_Tasks to carry out:_
1: Return, copied word for word, the part of the NCAA blog excerpt that opens with the words containing "The White Zone" and closes with "pour it out.".
2: Resume the NCAA blog excerpt after its final sentence, keeping its voice and subject.

_Source extract:_
========================================

I appreciate the desire of the NCAA (and ESPN) to give the women’s tournament a little more attention by moving their selection special from Sunday to Monday. But don’t they realize this means I now have to buy USA Today on Monday and Tuesday?
The White Zone is for Immediate Loading and Unloading of Passengers Only
In Las Vegas, you can smoke anywhere you want, and you can gamble any time you want. You can drink anywhere you want, any time you want, and you can bet on cricket, if that’s your thing. But you cannot bring your own bottle of Jagermeister into Nine Fine Irishmen and start drinking it. The bouncer will make you pour it out.
Again With The Different Names?
The NCAA has proven to me, once again, that it is the most geographically-confused organization in the world. How else to explain why first-round games in the men’s East regional were held in Winston-Salem (definitely East), Spokane, and Sacramento (definitely not East)? How else to make sense of the fact that first-round games in the men’s West regional were held in Chicago, Columbus, and Buffalo?

========================================

_Listed records:_
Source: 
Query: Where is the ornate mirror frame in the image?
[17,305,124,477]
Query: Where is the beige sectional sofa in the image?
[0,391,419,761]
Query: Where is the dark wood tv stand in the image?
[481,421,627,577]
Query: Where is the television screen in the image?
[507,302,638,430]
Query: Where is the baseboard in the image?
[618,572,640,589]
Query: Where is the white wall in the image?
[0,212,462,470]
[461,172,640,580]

========================================

_Results:_
1:
The White Zone is for Immediate Loading and Unloading of Passengers Only
In Las Vegas, you can smoke anywhere you want, and you can gamble any time you want. You can drink anywhere you want, any time you want, and you can bet on cricket, if that’s your thing. But you cannot bring your own bottle of Jagermeister into Nine Fine Irishmen and start drinking it. The bouncer will make you pour it out.

2:
Of course, those assignments were practically genius compared to what they did on the women’s side. For reasons I cannot begin to explain, while the NCAA returned the men’s regional names to, you know, like, the names of regions (West, East, Midwest, South) instead of last year’s pseudo-regions (Washington, D.C., Atlanta, Minneapolis, Oakland), the women are once again saddled with the names of “regions”: Dallas; Fresno; Dayton, Ohio; and Greensboro, North Carolina.
Well, at least they’re all big-time cities.
As it is with the men’s regions, it appears that the NCAA’s geographer was spinning around in circles while spinning the region-picking globe: Stanford, California; Hartford, Connecticut; and Austin, Texas, feed into the “Dayton” region; Los Angeles and East Lansing, Michigan feed into the “Greensboro” region; Hartford, Austin, and Raleigh, North Carolina feed into the “Fresno” region; and Pittsburgh, Los Angeles, and Minneapolis feed into the “Dallas” region.
If I were an NIT-bound mid-major, I wouldn’t trust their judgment, either.
Unfortunately, I Can’t Think of Any Other Word that Starts with Pitts
The whole “Where Have You Gone” thing was intended as a rhetorical question, but then I got to wondering where has Kevin Pittsnogle gone? Turns out, Pittsburgh. Sort of.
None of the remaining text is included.